Listed entries

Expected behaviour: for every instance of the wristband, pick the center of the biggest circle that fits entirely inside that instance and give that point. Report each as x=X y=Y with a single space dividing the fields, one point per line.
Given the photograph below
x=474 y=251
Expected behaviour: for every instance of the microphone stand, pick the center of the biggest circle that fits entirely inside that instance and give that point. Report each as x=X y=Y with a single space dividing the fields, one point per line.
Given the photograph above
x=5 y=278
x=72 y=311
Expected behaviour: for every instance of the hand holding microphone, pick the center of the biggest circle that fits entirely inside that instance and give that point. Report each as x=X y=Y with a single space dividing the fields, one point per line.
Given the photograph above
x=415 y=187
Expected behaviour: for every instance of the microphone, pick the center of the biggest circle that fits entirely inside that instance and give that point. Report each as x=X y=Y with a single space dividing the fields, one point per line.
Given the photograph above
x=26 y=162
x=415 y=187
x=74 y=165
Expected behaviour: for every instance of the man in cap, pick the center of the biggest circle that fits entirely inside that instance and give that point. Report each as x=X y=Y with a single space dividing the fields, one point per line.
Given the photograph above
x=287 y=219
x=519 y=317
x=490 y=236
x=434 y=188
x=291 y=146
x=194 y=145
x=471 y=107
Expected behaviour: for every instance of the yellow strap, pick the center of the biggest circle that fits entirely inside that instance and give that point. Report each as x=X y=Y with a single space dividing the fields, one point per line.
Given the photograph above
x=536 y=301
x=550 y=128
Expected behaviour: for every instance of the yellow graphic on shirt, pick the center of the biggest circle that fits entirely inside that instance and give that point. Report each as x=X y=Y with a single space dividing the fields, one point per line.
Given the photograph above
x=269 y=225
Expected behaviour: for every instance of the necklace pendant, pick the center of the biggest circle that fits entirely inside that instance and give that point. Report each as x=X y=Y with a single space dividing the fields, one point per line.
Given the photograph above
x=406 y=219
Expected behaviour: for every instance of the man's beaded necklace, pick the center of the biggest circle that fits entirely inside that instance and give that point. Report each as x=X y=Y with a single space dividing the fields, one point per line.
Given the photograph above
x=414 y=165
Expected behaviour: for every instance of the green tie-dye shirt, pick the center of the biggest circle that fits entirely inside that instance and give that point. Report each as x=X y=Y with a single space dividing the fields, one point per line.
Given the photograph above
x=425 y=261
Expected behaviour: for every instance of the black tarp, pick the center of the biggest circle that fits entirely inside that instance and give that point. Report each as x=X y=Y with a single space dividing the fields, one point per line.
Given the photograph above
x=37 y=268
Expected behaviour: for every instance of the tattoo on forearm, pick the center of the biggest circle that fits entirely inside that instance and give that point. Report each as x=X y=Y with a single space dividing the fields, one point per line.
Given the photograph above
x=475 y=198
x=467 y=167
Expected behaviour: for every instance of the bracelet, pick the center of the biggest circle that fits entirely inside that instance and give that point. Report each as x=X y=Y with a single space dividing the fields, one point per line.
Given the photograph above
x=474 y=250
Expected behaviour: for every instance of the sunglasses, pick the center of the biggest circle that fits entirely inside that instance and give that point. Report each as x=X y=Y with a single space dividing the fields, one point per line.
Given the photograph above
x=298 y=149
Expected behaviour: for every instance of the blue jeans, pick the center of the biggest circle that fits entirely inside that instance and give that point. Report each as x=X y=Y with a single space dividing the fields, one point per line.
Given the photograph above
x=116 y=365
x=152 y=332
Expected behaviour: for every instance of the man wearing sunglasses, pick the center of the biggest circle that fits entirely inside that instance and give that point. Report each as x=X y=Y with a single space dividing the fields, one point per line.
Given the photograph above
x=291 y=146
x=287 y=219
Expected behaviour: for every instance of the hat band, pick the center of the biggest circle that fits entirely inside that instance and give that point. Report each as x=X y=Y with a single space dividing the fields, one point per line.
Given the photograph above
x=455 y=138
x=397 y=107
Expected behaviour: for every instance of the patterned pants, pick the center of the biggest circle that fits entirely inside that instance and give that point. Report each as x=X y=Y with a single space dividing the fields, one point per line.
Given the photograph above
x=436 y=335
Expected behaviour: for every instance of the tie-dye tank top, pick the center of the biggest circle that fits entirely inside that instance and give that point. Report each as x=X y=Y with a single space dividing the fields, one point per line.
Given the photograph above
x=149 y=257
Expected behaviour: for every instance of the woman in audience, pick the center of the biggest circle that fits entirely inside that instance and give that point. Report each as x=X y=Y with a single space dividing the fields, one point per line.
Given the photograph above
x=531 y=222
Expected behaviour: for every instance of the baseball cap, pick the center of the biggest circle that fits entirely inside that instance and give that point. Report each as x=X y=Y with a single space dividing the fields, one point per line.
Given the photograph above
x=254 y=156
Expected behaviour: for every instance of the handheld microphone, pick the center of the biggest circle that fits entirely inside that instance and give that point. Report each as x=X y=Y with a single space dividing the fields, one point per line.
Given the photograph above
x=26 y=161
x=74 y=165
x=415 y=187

What to produce
If a line in the records contains the string "shirt", copy it out.

Answer area
Expected behaviour: for every instance of the yellow graphic on shirt, pick the center of the biggest circle that fits entirely inside that instance and give that point. Report each as x=X y=Y with a single space dividing the fields, one point per line.
Expected behaviour: for every instance of the green tie-dye shirt, pick the center of the biggest circle that fits entirely inside that instance and give that point. Report each as x=X y=Y with a single space dividing the fields, one point per line.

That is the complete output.